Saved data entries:

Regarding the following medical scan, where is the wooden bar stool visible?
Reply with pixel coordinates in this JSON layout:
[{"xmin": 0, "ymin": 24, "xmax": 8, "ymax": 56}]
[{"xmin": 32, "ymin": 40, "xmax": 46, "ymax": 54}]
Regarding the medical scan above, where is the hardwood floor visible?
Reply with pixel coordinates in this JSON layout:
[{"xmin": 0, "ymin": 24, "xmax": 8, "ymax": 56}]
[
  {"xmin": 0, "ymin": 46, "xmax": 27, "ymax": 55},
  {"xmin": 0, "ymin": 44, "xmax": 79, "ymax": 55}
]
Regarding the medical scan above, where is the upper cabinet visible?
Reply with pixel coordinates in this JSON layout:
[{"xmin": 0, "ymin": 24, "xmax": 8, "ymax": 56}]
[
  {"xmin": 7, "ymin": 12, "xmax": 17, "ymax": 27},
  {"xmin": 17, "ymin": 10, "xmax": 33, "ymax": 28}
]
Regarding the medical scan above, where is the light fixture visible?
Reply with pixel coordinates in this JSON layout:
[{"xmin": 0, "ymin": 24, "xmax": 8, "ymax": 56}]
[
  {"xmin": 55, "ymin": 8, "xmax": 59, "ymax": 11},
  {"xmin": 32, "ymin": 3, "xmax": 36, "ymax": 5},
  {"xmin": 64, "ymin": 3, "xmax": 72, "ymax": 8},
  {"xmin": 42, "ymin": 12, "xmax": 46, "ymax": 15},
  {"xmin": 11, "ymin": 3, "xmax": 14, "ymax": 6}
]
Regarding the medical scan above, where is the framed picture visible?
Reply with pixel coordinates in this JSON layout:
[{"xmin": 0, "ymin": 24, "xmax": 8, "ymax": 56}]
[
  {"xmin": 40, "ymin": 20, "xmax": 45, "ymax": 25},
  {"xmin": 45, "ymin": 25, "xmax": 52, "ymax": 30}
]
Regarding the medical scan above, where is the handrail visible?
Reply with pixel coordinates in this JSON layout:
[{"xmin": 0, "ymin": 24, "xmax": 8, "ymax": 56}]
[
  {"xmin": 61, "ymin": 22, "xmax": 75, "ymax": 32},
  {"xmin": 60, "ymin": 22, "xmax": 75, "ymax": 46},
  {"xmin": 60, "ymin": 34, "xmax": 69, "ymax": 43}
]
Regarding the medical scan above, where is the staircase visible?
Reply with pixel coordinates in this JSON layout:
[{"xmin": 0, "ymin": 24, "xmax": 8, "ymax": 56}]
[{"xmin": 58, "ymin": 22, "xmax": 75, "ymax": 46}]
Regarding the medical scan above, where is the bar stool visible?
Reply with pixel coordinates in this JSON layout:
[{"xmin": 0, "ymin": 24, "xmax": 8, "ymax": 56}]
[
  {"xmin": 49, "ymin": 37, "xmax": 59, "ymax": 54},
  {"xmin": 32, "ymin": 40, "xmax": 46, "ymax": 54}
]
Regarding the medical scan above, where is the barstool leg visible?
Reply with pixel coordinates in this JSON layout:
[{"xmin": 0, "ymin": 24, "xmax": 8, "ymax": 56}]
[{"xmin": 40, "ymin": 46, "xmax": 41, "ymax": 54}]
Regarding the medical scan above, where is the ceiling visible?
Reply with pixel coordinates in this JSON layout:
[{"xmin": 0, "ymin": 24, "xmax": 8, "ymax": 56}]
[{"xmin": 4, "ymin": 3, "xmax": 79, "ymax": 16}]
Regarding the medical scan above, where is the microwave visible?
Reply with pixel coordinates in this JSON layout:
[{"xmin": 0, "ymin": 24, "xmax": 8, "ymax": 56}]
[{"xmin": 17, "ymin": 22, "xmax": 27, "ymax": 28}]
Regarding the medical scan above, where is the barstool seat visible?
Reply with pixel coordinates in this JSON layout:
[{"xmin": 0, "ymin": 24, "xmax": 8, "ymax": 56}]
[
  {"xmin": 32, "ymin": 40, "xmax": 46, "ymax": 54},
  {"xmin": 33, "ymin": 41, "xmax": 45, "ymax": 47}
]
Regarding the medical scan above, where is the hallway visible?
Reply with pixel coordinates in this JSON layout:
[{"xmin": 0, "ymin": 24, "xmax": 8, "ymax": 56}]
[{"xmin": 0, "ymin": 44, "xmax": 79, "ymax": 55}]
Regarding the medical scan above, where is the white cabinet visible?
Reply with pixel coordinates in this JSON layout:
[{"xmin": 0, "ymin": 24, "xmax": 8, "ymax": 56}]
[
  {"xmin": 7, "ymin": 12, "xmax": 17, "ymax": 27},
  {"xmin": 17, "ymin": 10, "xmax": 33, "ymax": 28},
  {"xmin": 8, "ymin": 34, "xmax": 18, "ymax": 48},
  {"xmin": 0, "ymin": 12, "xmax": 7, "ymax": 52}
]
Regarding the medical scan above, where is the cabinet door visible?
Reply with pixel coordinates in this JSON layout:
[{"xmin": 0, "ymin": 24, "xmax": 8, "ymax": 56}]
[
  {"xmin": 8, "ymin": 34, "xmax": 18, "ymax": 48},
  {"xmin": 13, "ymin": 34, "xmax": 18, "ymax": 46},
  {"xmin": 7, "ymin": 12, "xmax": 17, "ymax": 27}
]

Exercise task - Render the stretch from the line containing "Regarding the medical scan above, where is the white" through the last line as a Markdown table with the columns Row and Line, numbering each row and omitting blank lines.

Task solution -
| Row | Line |
|---|---|
| 1 | Regarding the medical scan above, where is the white cabinet visible? |
| 2 | Reply with pixel coordinates in this JSON layout: |
| 3 | [{"xmin": 0, "ymin": 24, "xmax": 8, "ymax": 56}] |
| 4 | [ |
| 5 |   {"xmin": 7, "ymin": 12, "xmax": 17, "ymax": 27}, |
| 6 |   {"xmin": 17, "ymin": 10, "xmax": 33, "ymax": 28}, |
| 7 |   {"xmin": 8, "ymin": 34, "xmax": 18, "ymax": 48}, |
| 8 |   {"xmin": 0, "ymin": 12, "xmax": 7, "ymax": 52} |
| 9 | ] |
| 10 | Regarding the medical scan above, where is the cabinet door visible? |
| 11 | Reply with pixel coordinates in this JSON layout: |
| 12 | [{"xmin": 0, "ymin": 24, "xmax": 8, "ymax": 56}] |
| 13 | [ |
| 14 |   {"xmin": 8, "ymin": 34, "xmax": 18, "ymax": 48}, |
| 15 |   {"xmin": 13, "ymin": 34, "xmax": 18, "ymax": 46}, |
| 16 |   {"xmin": 7, "ymin": 12, "xmax": 17, "ymax": 27} |
| 17 | ] |